[DESCRIÇÃO DA TAREFA] Transcreva cada frase que o relato sobre o confinamento em família coloca entre aspas angulares («»).

[TEXTO PARA LEITURA]
--------------------

No meu caminho vocacional, casada e com seis filhos, um dos meus pontos de referência tem sido Amoris laetitia, que propõe a experiência de comunidade e de ir ao encontro daquele que sofre, mas, ao mesmo tempo, a necessidade de ser ajudada. E eu tenho a experiência de ser ajudada inclusive materialmente, por exemplo, por não poder ficar com os meus filhos e ter alguém que fique com eles. Isso foi mudando muitíssimo o meu casamento, de maneira recíproca. Dois meses antes do confinamento, acolhemos uma garota doente que estava na rua, uma garota de quem não sabíamos muitas coisas. Foi uma experiência difícil, mas nos fez crescer muito, sobretudo na pertença, que é a única coisa na qual nos interessa realmente crescer.

Lembro-me que o início do confinamento nos pegou em uma situação familiar e de saúde muito complicada. Quando contei isso a um amigo, ele me disse: «confia». Isso me pareceu totalmente insuficiente, mas aceitei e fomos passar o isolamento na casa dos meus pais, que tem jardim e é mais fácil com seis crianças. Dei o passo, mas vivia com uma grande intranquilidade porque não podia acolher ninguém na casa dos meus pais. Desta maneira, foi surgindo a pergunta: o que quer dizer viver a experiência da fé, da vocação ao matrimônio, à família, nesta situação? Olhava o que começam a fazer os meus amigos de Madri, os de Bocatas, dando alimentos às pessoas necessitadas, e isso me fazia ficar cada vez mais inquieta, porque eu não podia fazer o mesmo, porque para mim aquele que sofre tem sido sempre a possibilidade – disso sim tenho experiência – de viver melhor o relacionamento com os meus filhos e com o meu marido, é um fato. E se me tiram isso, eu me sinto morrendo, foi deste modo que eu apresentei isso ao Senhor, dizendo-lhe: «isso é assim e não sei como vais me responder». Comecei a prestar atenção nisso, a dar-lhe espaço, a falar com os amigos, e começaram a nos ligar pessoas que não tinham comida ou que estavam muito sozinhas e que já nos conheciam. Quando falava com eles, sempre se despediam dizendo: «vocês são minha família», e não só se referiam a meu marido e a mim, mas a este lugar ao qual pertencemos, ao Movimento.

--------------------

[DADOS DO EXERCÍCIO]
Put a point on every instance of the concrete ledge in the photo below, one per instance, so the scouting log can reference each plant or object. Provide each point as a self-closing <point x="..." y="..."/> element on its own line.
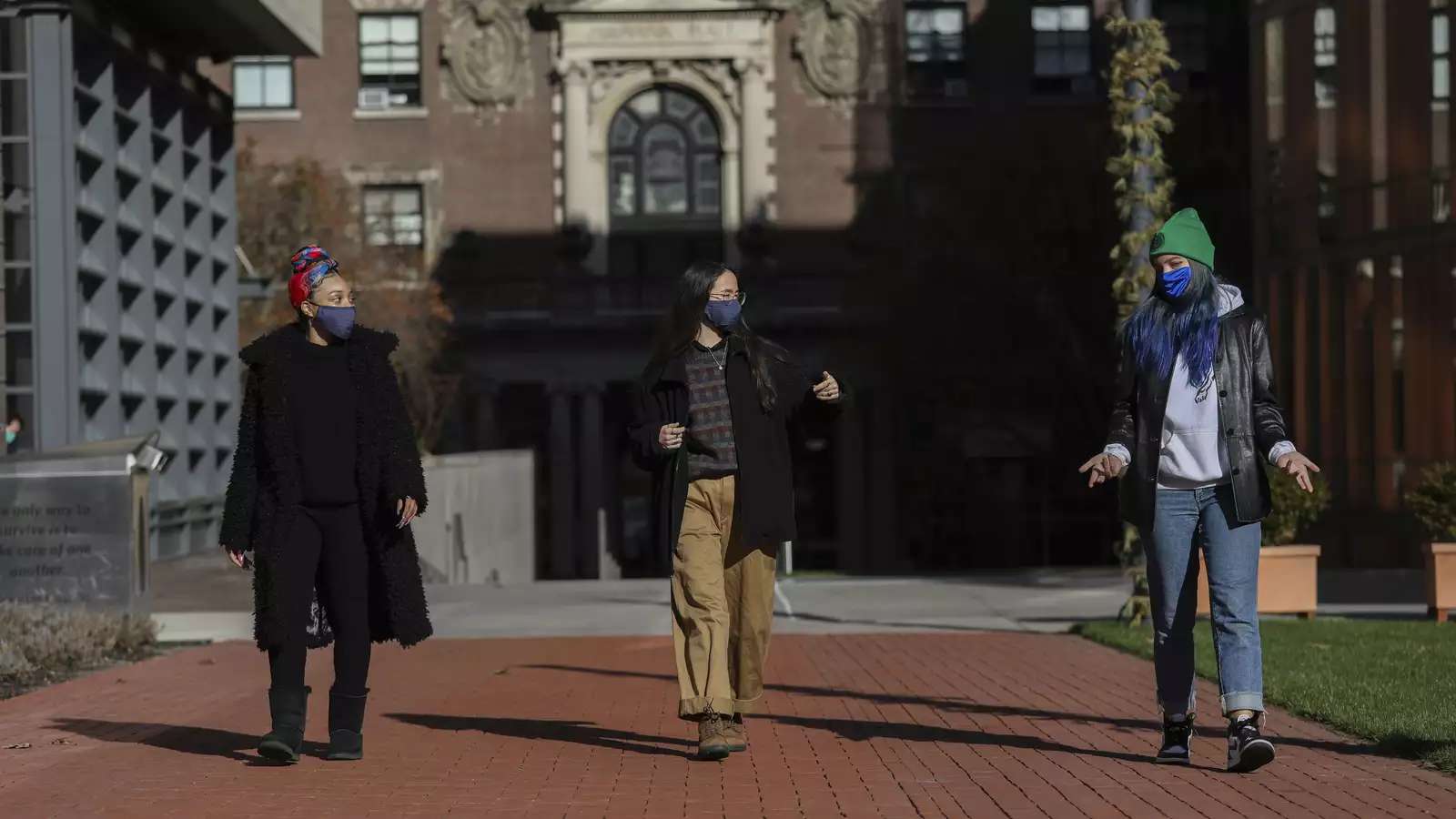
<point x="267" y="116"/>
<point x="390" y="114"/>
<point x="204" y="627"/>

--------------------

[RESOLUÇÃO DO EXERCÍCIO]
- confia
- isso é assim e não sei como vais me responder
- vocês são minha família